━━ Data lines

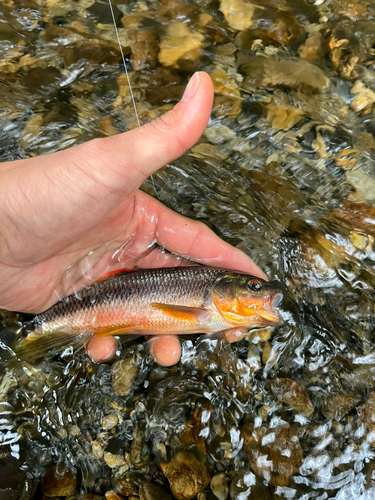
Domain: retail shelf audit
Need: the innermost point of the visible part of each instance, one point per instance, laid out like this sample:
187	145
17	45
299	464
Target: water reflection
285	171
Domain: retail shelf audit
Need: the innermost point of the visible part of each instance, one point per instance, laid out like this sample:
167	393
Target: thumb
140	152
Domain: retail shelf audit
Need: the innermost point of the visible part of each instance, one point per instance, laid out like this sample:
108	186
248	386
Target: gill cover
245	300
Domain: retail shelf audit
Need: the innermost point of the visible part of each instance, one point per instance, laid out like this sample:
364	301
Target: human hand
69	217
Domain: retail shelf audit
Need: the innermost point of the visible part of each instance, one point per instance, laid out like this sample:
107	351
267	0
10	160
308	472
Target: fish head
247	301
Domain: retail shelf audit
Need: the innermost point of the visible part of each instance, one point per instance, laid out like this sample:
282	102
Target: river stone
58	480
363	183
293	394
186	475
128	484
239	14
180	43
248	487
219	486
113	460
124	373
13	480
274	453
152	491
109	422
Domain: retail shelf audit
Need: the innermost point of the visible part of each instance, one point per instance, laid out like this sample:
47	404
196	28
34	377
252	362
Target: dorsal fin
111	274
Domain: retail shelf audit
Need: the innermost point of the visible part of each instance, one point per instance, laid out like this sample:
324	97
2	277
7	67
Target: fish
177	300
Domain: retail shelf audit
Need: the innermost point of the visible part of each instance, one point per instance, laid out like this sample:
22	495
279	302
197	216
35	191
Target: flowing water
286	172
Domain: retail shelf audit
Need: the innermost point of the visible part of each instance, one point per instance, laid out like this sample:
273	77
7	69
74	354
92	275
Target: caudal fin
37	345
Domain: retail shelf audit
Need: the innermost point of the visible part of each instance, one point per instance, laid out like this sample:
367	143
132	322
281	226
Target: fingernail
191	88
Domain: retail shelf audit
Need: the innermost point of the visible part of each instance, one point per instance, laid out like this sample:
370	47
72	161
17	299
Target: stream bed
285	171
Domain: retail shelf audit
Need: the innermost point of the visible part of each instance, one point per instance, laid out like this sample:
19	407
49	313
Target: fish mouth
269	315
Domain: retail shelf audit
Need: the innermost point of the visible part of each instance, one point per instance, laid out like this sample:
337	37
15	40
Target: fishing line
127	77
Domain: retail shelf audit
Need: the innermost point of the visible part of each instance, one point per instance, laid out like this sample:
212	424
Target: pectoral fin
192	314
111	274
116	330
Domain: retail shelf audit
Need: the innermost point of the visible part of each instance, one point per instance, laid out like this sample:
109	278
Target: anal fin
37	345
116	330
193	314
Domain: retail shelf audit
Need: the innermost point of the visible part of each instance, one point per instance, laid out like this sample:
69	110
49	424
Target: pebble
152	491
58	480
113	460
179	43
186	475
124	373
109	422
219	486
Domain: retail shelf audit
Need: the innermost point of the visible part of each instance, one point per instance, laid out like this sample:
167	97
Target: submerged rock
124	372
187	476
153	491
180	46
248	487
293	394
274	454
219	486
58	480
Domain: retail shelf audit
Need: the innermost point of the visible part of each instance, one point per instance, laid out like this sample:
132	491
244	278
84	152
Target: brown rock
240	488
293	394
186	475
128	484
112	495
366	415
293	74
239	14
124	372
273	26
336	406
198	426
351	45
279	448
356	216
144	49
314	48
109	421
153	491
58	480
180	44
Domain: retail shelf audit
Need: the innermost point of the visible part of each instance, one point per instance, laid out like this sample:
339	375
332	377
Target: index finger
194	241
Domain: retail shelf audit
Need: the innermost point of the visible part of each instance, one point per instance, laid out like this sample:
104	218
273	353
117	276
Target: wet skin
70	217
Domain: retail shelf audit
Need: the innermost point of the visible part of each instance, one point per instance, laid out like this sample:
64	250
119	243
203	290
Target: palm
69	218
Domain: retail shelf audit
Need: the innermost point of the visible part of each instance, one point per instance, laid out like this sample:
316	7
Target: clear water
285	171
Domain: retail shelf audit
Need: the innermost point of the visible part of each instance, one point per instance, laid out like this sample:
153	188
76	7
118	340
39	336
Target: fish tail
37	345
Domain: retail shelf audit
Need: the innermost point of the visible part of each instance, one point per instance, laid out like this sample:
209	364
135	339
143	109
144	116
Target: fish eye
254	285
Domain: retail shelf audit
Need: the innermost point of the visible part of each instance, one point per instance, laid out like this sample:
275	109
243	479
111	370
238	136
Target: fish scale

━━━━

Reproduce every line precisely as given, omitting all pictures.

Domain: retail shelf audit
Need: the innermost point of the visible part of each instance, one point per instance, laid out like this sample:
187	145
17	45
299	464
Target: water reflection
285	171
Domain: retail shelf audit
Need: the innermost point of the visible part of each instance, one point per instance, laid out like this sample:
167	393
Target: thumb
140	152
Domain: retail shelf audit
Need: the innermost point of the visible part of each instance, one point per instance, laid out like this sample:
108	186
248	386
Target: gill cover
245	300
Domain: retail shelf audit
Need: the innermost point of the visible part of each instance, one point per instance, laid out like this sample:
364	301
Target: human hand
69	217
Domain: retail shelf audit
Need: the innermost point of the visible part of each instance, one point per instance, laid out like this sample:
107	351
267	0
10	160
308	472
Target: fish head
247	301
Domain: retail shelf audit
Need: the innermost point of the visible part of each instance, one point per instance, laid out like this sample:
282	102
Target: river stone
58	480
363	183
293	394
186	475
128	484
239	14
180	43
248	487
219	486
113	460
124	373
13	480
274	453
152	491
109	422
Domain: retail shelf audit
Need: the innermost point of the visible part of each instance, one point per instance, laid out like this sample:
47	404
196	28
34	377
252	362
Target: dorsal fin
111	274
Domain: retail shelf audit
Need: the innermost point of the visible part of each instance, one point per instance, laid out like this sample:
324	97
2	277
7	67
Target: fish
177	300
Domain: retail shelf audit
Need: the innermost point of the visible part of each instance, one point per instance, laid out like this sample:
22	495
279	302
197	216
35	191
Target: flowing water
286	172
Domain: retail shelf audit
Need: the innermost point of the visible part of each instance, one point per instance, laid out like this sample:
273	77
7	69
74	354
92	275
Target: caudal fin
37	345
Domain: retail shelf audit
Need: the innermost point of the visible part of each instance, one point per instance, laid out like this sample:
367	143
132	322
281	226
Target: fingernail
191	88
Domain: retail shelf audit
Need: the innermost point of the visible part of each instance, one point per instance, laid out like this sample:
370	47
72	161
17	299
Target: stream bed
285	171
Domain: retail shelf audit
Need: the innermost point of the visible part of each instance, one point per instance, laid out like this sample:
19	407
49	313
Target: fish mouth
269	315
Domain: retail shelf audit
Need: the innermost point of the visible part of each instance, one point per instance, laid out like this sample:
337	37
15	40
Target: fishing line
127	77
Domain: retail shelf audit
Need: the innermost point of the visible part of each instance, one point per instance, laid out like this sample:
212	424
Target: pectoral fin
192	314
111	274
116	330
Domain: retail shelf audit
Need: the innermost point of the visible part of each instance, one point per instance, laid out like this sample:
109	278
Target: anal fin
37	345
116	330
193	314
Domain: retail shelf audit
Need: the innermost point of the visible part of each instance, one point per instance, laid out like this sample:
69	110
49	424
Target: pebble
152	491
58	480
113	460
179	43
186	475
124	373
109	422
219	486
Domain: retail shelf audit
Need: the innermost point of the visible part of each instance, one point per instance, laid out like this sample:
167	97
Target: submerged rock
124	372
187	476
153	491
180	46
248	487
293	394
274	454
219	486
58	480
Domain: retail shelf audit
Need: the innermost point of the visible part of each instance, one point per instance, laid out like this sample:
132	491
244	278
84	152
Target: brown rock
240	488
293	394
186	475
128	484
112	495
366	415
293	74
239	14
124	372
273	26
336	406
198	426
351	45
279	448
356	216
144	49
314	48
109	421
153	491
58	480
180	44
Domain: retail shelf audit
Need: the innermost point of the visible part of each instance, one point per instance, laid out like this sample:
339	375
332	377
Target: index finger
194	241
Domain: retail shelf audit
Need: the innermost point of the visible part of each instance, one point per instance, laid out like this sample:
104	218
273	353
117	276
Target: wet skin
70	217
Domain: retail shelf audit
Need: the innermost point of the visible part of each instance, one point per instance, laid out like this sample:
64	250
119	243
203	290
Target: palm
69	218
Domain: retail shelf audit
Need: the innermost point of the visible part of each instance, one point per instance, laid out like this sample:
316	7
Target: clear water
285	171
Domain: retail shelf audit
Need: the innermost point of the visible part of each instance, one point per instance, laid out like this sample:
153	188
76	7
118	340
39	336
Target: fish tail
37	345
Domain: retail shelf audit
Need: the innermost point of the visible part of each instance, one point per instance, laid out like this sample:
209	364
135	339
143	109
144	116
Target: fish eye
254	285
Domain: retail shelf audit
Need: the innermost point of the visible part of each instance, one point per instance, laid out like this sample:
275	109
243	479
111	370
238	136
Target: fish scale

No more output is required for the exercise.